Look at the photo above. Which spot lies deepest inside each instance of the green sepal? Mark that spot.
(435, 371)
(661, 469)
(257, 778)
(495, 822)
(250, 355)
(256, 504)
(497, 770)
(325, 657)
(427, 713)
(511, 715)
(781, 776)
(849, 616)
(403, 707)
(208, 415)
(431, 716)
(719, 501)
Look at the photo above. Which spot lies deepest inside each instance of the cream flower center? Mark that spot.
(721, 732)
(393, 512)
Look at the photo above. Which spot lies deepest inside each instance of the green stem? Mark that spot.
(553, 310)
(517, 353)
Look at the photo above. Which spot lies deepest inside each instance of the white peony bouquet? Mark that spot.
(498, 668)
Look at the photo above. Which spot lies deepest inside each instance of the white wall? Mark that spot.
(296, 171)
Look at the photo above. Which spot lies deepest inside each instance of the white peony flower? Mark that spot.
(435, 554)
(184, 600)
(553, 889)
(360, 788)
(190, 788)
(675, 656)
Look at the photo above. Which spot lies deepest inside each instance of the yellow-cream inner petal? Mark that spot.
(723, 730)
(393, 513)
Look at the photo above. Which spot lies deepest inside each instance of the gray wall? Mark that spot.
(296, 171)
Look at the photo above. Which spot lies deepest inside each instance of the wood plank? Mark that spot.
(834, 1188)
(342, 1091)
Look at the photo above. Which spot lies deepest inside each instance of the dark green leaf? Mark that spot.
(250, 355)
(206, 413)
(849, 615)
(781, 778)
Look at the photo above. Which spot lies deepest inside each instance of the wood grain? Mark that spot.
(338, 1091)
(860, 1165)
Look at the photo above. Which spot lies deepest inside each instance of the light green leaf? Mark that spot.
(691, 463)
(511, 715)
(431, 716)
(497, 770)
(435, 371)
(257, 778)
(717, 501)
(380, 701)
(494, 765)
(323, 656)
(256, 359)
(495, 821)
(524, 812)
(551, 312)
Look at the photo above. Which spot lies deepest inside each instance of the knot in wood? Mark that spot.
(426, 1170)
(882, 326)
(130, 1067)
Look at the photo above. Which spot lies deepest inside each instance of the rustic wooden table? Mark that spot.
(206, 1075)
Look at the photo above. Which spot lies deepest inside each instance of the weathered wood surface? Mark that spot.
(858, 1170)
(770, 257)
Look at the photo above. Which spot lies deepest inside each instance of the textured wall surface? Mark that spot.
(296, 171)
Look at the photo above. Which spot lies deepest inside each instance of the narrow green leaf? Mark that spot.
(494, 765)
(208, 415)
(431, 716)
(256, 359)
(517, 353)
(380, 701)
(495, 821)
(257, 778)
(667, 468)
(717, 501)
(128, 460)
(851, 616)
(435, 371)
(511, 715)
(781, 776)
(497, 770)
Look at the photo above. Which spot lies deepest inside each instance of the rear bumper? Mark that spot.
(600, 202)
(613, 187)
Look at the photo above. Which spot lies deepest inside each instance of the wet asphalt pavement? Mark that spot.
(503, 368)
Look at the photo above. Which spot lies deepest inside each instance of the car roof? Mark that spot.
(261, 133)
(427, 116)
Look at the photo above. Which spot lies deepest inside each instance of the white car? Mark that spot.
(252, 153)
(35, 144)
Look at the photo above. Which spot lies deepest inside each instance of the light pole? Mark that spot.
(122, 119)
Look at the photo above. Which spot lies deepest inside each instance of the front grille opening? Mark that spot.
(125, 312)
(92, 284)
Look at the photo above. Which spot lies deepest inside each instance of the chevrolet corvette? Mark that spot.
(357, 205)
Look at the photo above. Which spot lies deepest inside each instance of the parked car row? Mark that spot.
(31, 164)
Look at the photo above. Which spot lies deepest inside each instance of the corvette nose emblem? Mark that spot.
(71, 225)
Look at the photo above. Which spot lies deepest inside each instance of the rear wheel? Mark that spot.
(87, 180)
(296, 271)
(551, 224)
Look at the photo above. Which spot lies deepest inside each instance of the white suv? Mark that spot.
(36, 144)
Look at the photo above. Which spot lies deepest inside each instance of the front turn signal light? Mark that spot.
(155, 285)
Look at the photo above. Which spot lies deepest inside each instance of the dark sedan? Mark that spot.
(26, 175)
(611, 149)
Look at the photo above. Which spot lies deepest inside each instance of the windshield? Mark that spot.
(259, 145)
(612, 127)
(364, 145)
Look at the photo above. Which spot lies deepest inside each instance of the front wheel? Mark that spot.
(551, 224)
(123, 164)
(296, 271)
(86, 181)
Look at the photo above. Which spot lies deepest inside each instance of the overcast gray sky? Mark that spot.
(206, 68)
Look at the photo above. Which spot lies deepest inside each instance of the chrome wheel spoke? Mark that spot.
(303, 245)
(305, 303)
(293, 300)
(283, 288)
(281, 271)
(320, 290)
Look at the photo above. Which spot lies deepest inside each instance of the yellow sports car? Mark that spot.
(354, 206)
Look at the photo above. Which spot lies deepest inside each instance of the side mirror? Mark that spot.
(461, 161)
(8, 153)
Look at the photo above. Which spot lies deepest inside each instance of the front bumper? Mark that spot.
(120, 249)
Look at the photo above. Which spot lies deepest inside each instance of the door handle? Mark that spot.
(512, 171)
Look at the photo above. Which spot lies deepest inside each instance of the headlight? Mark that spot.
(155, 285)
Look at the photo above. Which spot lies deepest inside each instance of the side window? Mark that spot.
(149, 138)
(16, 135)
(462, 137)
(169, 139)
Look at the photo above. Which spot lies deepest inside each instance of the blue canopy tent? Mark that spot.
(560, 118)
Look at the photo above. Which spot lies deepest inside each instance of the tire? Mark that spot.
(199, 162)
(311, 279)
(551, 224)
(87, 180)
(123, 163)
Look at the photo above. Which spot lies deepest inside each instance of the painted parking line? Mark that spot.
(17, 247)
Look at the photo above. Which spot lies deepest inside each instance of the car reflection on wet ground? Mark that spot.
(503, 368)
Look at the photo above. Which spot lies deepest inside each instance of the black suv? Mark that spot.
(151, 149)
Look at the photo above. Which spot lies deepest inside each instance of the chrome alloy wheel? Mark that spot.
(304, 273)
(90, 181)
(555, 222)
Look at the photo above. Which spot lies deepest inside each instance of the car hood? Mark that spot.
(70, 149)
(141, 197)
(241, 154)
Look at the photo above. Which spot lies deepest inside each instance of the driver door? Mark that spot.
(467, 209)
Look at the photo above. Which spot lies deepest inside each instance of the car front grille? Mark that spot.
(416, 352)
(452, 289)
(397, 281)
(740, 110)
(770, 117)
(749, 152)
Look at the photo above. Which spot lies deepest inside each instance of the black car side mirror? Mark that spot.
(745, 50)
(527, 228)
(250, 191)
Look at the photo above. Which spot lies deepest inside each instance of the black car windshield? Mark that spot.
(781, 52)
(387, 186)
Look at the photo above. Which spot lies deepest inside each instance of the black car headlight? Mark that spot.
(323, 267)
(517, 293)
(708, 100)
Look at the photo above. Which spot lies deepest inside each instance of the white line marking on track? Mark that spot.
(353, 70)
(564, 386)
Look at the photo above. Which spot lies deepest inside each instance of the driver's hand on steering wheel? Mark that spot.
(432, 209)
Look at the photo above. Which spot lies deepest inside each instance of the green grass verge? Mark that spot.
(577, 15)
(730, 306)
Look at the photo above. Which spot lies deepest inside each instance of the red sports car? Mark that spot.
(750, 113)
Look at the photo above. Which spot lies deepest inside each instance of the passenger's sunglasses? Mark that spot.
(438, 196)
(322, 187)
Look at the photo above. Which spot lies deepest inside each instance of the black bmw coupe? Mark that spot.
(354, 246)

++++++++++

-- Your goal --
Your task is to repeat every entry exactly.

-- Solution to the problem --
Look at the photo above. Which spot lies deepest inside each instance of the green sepal? Mark that spot.
(435, 371)
(661, 469)
(257, 778)
(495, 822)
(250, 355)
(256, 504)
(497, 770)
(325, 657)
(427, 713)
(511, 715)
(781, 776)
(849, 616)
(403, 707)
(208, 415)
(431, 716)
(719, 501)
Look at the photo above. Which spot lies deepest inside each instance of the cream flower center? Mark that spot.
(721, 732)
(393, 512)
Look at the photo above. Which spot lies deepest inside each instance of the green stem? Mark that spot.
(553, 310)
(517, 353)
Look at the photo above. Which spot lies deepest inside each instance of the white peony bouquet? Mark that spot.
(498, 668)
Look at the photo above. Which spot lies deepest inside each instance of the white wall? Mark that spot.
(296, 171)
Look at the photo above. Which spot lies deepest inside each instance of the white peony flower? Mark that spot.
(435, 554)
(184, 600)
(553, 889)
(360, 788)
(190, 788)
(675, 656)
Look at the photo above. Which spot lies deepest inside each instance of the yellow-cream inner petal? Mark that spot.
(723, 730)
(393, 513)
Look at the photo above. Which spot lies deepest inside each instance of the gray wall? Mark that spot.
(296, 171)
Look at the photo above. Which spot lies deepest inside each instance of the wood plank? Mark that spot.
(834, 1188)
(342, 1091)
Look at the photo above. Which spot lies deepest inside each instance of the dark green leaf? Mark that spot.
(250, 355)
(206, 413)
(849, 615)
(781, 778)
Look at the photo above. Which spot lies deepest inside each instance of the wood grain? Mark that spot.
(338, 1091)
(860, 1165)
Look at the photo above. Which spot lies deepest inside each instance of the light green leaf? Mark that spot.
(691, 463)
(511, 715)
(431, 716)
(497, 770)
(435, 371)
(257, 778)
(717, 501)
(380, 701)
(494, 765)
(323, 656)
(256, 359)
(495, 821)
(524, 812)
(551, 312)
Look at the photo above. Which spot lies deepest inside each instance of the knot in wood? Mark that spot.
(426, 1170)
(882, 326)
(130, 1067)
Look at the photo above. Which spot lies deepest inside each instance of the rustic wooden table? Mark that spot.
(206, 1075)
Look at the photo above. Which spot lies deepest inside each instance of the weathered wood surface? Mark that spot.
(858, 1170)
(770, 257)
Look at the photo above. Which spot lies deepest inside each instance of the textured wall surface? Mark that spot.
(296, 171)
Look at the photo above. Which spot lies deepest inside each instance of the narrow green leaf? Mark that spot.
(494, 765)
(208, 415)
(431, 716)
(256, 359)
(517, 353)
(380, 701)
(495, 821)
(257, 778)
(667, 468)
(717, 501)
(128, 460)
(851, 616)
(435, 371)
(511, 715)
(781, 776)
(497, 770)
Look at the photo above. Which spot lies deepest inside each instance of the rear bumper? Mark that spot.
(600, 202)
(613, 187)
Look at the photo above. Which spot lies deepest inside each instance of the wet asphalt pavement? Mark that spot.
(503, 368)
Look at the photo above. Which spot lies deepest inside each instance of the car roof? Mark that spot.
(261, 133)
(427, 116)
Look at the photo above. Which spot lies deepest inside each instance of the white car? Mark that spot.
(252, 153)
(35, 144)
Look at the photo above. Which spot lies deepest inside each instance of the light pole? Mark that spot.
(122, 119)
Look at the photo above. Which spot lies deepest inside each instance of the front grille opening? Mark that spot.
(125, 312)
(92, 284)
Look at the photo above. Which spot lies deepest inside each instance of the chevrolet corvette? Mark that spot.
(357, 205)
Look at the photo above. Which spot lies deepest inside each instance of the parked car row? Mark that spot.
(31, 164)
Look at the photo above. Which spot lies deepest inside each instance of the corvette nose emblem? Mark that spot.
(71, 225)
Look at the photo above. Which spot lies deepest inside each instance of the rear wheel? Mark that spot.
(87, 180)
(296, 271)
(551, 224)
Look at the photo above. Which spot lies deepest inside each instance of the white suv? Mark that spot.
(36, 144)
Look at the photo above. Which spot lies deepest inside each instance of the front turn signal light? Mark that spot.
(155, 285)
Look at the photo above. Which spot lies deepest inside each instance of the dark sedan? Mark that spot.
(26, 175)
(611, 149)
Look at the photo above. Which spot lies deepest inside each instance of the windshield? Mark that spot.
(259, 145)
(612, 127)
(364, 145)
Look at the photo above. Which spot lies deepest inside each instance of the front wheel? Mark that spot.
(551, 224)
(123, 164)
(296, 271)
(86, 181)
Look at the photo above. Which spot lies deepest inside each instance of the overcast gray sky? Mark that spot.
(206, 68)
Look at the photo above. Which spot lies deepest inside each instance of the chrome wheel spoke? Mark that spot.
(303, 245)
(305, 303)
(293, 300)
(283, 288)
(281, 271)
(320, 290)
Look at the photo above. Which spot lies deepest inside each instance of the yellow sports car? Mark that spot.
(354, 206)
Look at the photo above. Which spot lies deepest inside each instance of the side mirror? Mark that spot.
(461, 161)
(8, 153)
Look at the photo above. Which spot lies deepest inside each instance of the front bumper? Mark that spot.
(120, 249)
Look at the photo above. Which spot lies deepest inside each instance of the door handle? Mark that spot.
(512, 171)
Look at the photo above. Which spot lies deepest inside each instance of the headlight? Mark that spot.
(155, 285)
Look at the photo above. Which spot lies deepest inside each instance of the side window? Mark that spot.
(149, 138)
(16, 135)
(462, 137)
(169, 139)
Look at the photo above. Which spot lies deepest inside each instance of the blue canopy tent? Mark that spot.
(560, 118)
Look at the photo above. Which spot lies deepest inside each instance of the tire? Mark that spot.
(199, 162)
(311, 279)
(551, 224)
(87, 180)
(123, 163)
Look at the photo above. Which spot lies deepest inside each instance of the painted parking line? Mark that spot.
(17, 247)
Look at the photo above. Which spot lies deepest inside each instance of the car reflection on wet ground? Mark that spot.
(503, 368)
Look at the photo above. Which spot lies deepest inside each instance of the black suv? Mark that spot.
(151, 149)
Look at the photo above. Which spot lies deepest inside each instance of the chrome alloy wheel? Mark that spot.
(304, 273)
(90, 181)
(555, 222)
Look at the photo above. Which spot lies deepest inside each instance of the car hood? Mark that spot.
(70, 149)
(141, 197)
(241, 154)
Look at the photo above. Which spot lies deepest inside each instance of the driver door? Mark that spot.
(467, 209)
Look at the photo above. Which spot lies deepest inside each instance of the car front grille? Mark that spot.
(416, 352)
(452, 289)
(397, 281)
(740, 110)
(770, 117)
(749, 152)
Look at the photo above. Which spot lies deepest inside each instance of the black car side mirror? Mark that spot.
(745, 50)
(527, 228)
(250, 191)
Look at the photo above. Which spot lies deepest inside each instance of the black car windshield? Mark that spot.
(781, 52)
(387, 186)
Look at the photo above. Which spot lies deepest inside each instance of the black car headlight? Mark that spot.
(323, 267)
(517, 293)
(708, 100)
Look at the photo above. Which spot lies deepest inside each instance of the white line marking on track? Mark that spot.
(353, 70)
(564, 386)
Look at the photo above. Which spot lies deepest inside each instance of the driver's hand on steering wheel? Mark that spot.
(432, 209)
Look at the photo above. Which spot lies deepest inside each instance of the green grass verge? Mark that spot.
(577, 15)
(730, 306)
Look at the photo above. Which spot lies deepest inside each instance of the red sports car? Mark that spot.
(750, 113)
Look at the photo above. Which spot lies deepest inside each instance of the passenger's sunglasses? Mark that spot.
(438, 196)
(322, 187)
Look at the photo above. Which spot lies deepest inside each instance of the black bmw coupe? Mark that spot.
(354, 246)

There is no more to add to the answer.